## DATA FOR REVIEW
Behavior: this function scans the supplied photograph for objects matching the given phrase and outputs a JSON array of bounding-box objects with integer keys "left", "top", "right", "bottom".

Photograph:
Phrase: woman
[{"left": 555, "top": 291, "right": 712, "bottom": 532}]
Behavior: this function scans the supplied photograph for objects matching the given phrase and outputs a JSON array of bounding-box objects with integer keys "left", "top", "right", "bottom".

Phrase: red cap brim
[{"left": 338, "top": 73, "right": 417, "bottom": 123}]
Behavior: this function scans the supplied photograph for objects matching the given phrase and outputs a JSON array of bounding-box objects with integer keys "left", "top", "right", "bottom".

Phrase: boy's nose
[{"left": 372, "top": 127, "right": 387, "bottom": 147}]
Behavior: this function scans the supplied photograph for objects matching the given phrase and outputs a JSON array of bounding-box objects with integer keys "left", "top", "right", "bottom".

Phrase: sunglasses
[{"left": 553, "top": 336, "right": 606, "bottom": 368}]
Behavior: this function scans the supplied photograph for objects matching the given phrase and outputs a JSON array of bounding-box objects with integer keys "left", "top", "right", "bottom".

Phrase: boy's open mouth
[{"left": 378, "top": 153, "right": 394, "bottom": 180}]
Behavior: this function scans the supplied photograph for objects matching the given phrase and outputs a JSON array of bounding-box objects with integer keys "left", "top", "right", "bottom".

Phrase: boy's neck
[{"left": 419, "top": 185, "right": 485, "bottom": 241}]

## WHAT YOU SHOULD DO
Transcribe the material above in full, keeping every word.

## SOLUTION FOR THIS EXERCISE
Behavior: this function scans the supplied photograph for objects matching the given phrase and outputs a JSON array of bounding-box objects with integer keys "left", "top", "right", "bottom".

Photograph:
Phrase: woman
[{"left": 555, "top": 291, "right": 712, "bottom": 532}]
Behavior: this function scans the supplied photograph for objects matching the given phrase and outputs a JSON array of bounding-box objects with integer keys "left", "top", "right", "bottom".

Phrase: red cap brim
[{"left": 338, "top": 73, "right": 417, "bottom": 123}]
Behavior: this function scans the supplied photograph for objects matching the given phrase and outputs a JSON array of bounding-box objects with integer keys "left", "top", "right", "bottom".

Phrase: boy's nose
[{"left": 372, "top": 127, "right": 387, "bottom": 147}]
Behavior: this function scans the supplied photograph for objects matching the given phrase and outputs a JSON array of bounding-box objects with integer keys "left", "top", "right", "bottom".

Phrase: sunglasses
[{"left": 553, "top": 336, "right": 606, "bottom": 368}]
Behavior: this function scans the supplied photograph for objects matching the given phrase and outputs a JSON array of bounding-box objects with integer keys "left", "top", "right", "bottom".

Phrase: boy's open mouth
[{"left": 378, "top": 153, "right": 394, "bottom": 180}]
Behavior: this function scans the supplied photograph for objects matching the given phrase and outputs a JSON array of bounding-box objects with integer keys "left", "top", "right", "bottom".

Phrase: boy's neck
[{"left": 419, "top": 185, "right": 485, "bottom": 241}]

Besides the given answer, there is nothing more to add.